* TASKS AND EXERCISES *
1. In the article on deadly heat waves, copy the stretch from "Last month, a" through "air-conditioning proved lethal." word for word.
2. According to the article on deadly heat waves, what temperature did Kumagaya record?
3. List every temperature the article on deadly heat waves gives in degrees Celsius.

* ARTICLE *
PUBLISHED IN JACOBIN, 30 AUGUST 2018.
The sweltering temperatures that have blanketed the world this summer haven’t just been uncomfortable — they’ve been downright deadly.
Last month, a heat wave in Québec took the lives of as many as ninety people. At least fifty-three people died in Montreal alone, the victim of temperatures that shot past 40 degrees Celsius (104 degrees Fahrenheit). The city morgue reported being overwhelmed — the first time this has happened due to heat-related casualties.
The majority of those affected were from vulnerable communities, those who lived alone, and those suffering from chronic or mental illness. The poor, the sick, the elderly. Infants, whose internal temperature regulatory mechanisms remain underdeveloped. A lack of air-conditioning proved lethal.
All across the planet, blistering temperatures are sending people to their deathbeds. Some forty-four people died last month in Tokyo, eleven on one Saturday alone. Kumagaya, near the capital, registered the hottest temperature on record for the country: 41.1 degrees C (105.98 degrees F).
In May, Karachi, Pakistan suffered sixty-five deaths in three days when temperatures hit 44 degrees C (111 degrees F). In the south of Iran, security forces have suppressed violent protests as temperatures soar past 50 degrees C(122 degrees F).
We cannot attribute any individual extreme weather event to climate change — there is simply too much natural variability, and many types of disasters (including droughts, floods, and wildfires) have social and economic causes, not just meteorological ones. Take the recent wildfires in Greece. We shouldn’t downplay the role of European Union–imposed austerity in exacerbating conditions. As Yiannis Baboulias recently reported in the London Review of Books: “Firefighters often work on seasonal contracts, and in some cases their budget is so stretched they have to buy their own boots.” Likewise, during British Columbia’s recent record-busting wildfires, the province was briefly home to the worst air quality in the world — the result, at least in part, of a decade and a half of conservative governments that slashed public spending and ignored warnings from forestry and fire service experts about the need to remove dangerous forest fuels.
But even if we accept that individual extreme weather events and their impacts involve multiple factors, we can still say that the increased frequency, duration, and intensity of heat waves around the world are consistent with a warming planet. Worldwide, seventeen of the last eighteen years have been the hottest on record.
In 2003, much of Western Europe suffered through the region’s hottest summer on record since 1540, causing some seventy thousand excess deathsacross the continent. France was hit especially hard, with 14,802 heat-related deaths (most of them elderly people). Air-conditioning was at the time, and still to a great extent, unusual in the country.

[Records from a dataset]

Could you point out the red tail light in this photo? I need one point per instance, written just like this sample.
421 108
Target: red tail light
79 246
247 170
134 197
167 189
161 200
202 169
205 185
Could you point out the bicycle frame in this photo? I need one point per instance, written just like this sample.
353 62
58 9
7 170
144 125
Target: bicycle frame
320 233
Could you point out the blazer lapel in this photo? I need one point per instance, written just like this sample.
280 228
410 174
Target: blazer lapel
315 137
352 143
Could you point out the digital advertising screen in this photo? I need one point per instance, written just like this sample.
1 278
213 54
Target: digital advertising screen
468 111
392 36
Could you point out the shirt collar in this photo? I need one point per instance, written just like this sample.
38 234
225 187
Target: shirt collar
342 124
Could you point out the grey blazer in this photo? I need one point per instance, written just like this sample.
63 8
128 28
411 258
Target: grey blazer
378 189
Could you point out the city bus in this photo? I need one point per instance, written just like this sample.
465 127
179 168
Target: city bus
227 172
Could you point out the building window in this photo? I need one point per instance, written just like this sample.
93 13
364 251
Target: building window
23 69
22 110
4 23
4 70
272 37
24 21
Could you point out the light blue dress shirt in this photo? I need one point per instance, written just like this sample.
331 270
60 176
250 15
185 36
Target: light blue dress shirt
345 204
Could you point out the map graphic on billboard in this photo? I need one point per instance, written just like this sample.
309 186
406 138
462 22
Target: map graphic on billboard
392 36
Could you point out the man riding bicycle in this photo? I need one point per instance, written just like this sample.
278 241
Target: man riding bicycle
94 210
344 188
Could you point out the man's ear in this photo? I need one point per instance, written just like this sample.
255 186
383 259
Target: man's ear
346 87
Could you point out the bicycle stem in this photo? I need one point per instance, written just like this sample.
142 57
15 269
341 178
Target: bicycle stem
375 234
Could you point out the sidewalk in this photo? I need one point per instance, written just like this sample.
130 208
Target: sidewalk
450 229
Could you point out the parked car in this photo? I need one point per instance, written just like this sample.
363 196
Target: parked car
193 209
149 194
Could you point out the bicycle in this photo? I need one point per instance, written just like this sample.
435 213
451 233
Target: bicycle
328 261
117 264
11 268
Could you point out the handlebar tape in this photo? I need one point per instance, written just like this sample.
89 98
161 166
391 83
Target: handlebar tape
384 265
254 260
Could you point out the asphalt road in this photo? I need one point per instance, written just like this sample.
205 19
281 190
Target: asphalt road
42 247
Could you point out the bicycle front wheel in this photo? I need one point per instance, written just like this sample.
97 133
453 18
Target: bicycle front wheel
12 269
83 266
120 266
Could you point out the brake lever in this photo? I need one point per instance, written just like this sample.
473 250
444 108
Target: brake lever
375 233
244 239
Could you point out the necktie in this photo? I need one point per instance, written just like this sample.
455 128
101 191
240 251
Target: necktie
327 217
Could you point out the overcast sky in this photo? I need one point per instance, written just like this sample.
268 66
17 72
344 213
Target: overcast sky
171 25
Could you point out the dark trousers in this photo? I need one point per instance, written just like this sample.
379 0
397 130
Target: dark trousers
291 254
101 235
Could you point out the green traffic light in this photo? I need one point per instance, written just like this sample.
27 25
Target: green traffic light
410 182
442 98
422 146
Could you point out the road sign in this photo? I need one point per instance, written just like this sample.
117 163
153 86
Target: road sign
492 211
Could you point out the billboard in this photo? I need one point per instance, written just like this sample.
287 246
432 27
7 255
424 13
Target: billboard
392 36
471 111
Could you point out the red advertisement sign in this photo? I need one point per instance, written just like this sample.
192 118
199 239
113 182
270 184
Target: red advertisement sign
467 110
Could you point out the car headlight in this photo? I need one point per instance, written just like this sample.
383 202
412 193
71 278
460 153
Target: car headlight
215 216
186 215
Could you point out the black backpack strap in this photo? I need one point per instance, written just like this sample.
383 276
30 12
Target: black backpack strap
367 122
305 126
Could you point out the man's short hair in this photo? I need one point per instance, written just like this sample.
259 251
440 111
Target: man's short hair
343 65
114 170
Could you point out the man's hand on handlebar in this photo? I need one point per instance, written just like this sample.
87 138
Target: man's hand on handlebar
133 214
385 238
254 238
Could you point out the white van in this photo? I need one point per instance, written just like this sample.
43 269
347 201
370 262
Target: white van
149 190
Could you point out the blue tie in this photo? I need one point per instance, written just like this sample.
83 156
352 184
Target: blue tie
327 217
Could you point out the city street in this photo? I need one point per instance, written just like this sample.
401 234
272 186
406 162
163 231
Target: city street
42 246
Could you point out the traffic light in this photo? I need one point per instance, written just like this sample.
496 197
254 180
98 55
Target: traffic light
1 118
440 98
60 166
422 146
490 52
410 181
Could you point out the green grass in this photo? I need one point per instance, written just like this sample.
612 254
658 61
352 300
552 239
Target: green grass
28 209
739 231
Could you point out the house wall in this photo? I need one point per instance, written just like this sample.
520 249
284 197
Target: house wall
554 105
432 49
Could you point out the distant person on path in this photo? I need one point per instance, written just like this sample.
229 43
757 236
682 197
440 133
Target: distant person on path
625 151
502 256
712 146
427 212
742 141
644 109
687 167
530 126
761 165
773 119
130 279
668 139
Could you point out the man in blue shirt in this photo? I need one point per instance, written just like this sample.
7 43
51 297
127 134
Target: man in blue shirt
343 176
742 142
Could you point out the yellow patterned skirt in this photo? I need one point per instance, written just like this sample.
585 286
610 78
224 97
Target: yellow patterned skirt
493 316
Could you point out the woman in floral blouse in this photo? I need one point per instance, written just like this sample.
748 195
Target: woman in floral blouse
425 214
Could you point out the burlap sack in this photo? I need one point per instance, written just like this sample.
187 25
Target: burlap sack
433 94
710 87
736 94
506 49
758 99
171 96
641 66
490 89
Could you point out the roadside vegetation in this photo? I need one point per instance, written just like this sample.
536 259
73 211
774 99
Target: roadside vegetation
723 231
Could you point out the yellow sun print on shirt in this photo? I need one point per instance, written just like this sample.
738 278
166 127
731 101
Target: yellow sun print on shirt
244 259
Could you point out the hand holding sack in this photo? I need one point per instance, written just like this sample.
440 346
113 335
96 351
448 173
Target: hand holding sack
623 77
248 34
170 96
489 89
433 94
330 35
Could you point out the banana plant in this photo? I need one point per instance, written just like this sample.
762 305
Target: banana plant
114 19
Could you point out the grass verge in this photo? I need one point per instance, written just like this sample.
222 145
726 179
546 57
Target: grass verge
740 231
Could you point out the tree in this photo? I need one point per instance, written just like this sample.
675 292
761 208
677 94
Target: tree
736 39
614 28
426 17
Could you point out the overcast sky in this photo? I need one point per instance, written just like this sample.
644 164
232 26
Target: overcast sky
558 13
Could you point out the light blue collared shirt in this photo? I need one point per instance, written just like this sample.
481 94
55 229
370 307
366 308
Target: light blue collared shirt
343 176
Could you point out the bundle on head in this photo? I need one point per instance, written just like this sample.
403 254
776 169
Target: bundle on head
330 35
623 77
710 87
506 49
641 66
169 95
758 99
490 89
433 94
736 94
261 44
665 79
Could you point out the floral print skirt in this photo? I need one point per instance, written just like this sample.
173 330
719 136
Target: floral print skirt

* EXPECTED RESULTS *
1.
Last month, a heat wave in Québec took the lives of as many as ninety people. At least fifty-three people died in Montreal alone, the victim of temperatures that shot past 40 degrees Celsius (104 degrees Fahrenheit). The city morgue reported being overwhelmed — the first time this has happened due to heat-related casualties.
The majority of those affected were from vulnerable communities, those who lived alone, and those suffering from chronic or mental illness. The poor, the sick, the elderly. Infants, whose internal temperature regulatory mechanisms remain underdeveloped. A lack of air-conditioning proved lethal.

2. 41.1 degrees C (105.98 degrees F), the hottest temperature on record for Japan.

3.
- 40 degrees Celsius
- 41.1 degrees C
- 44 degrees C
- 50 degrees C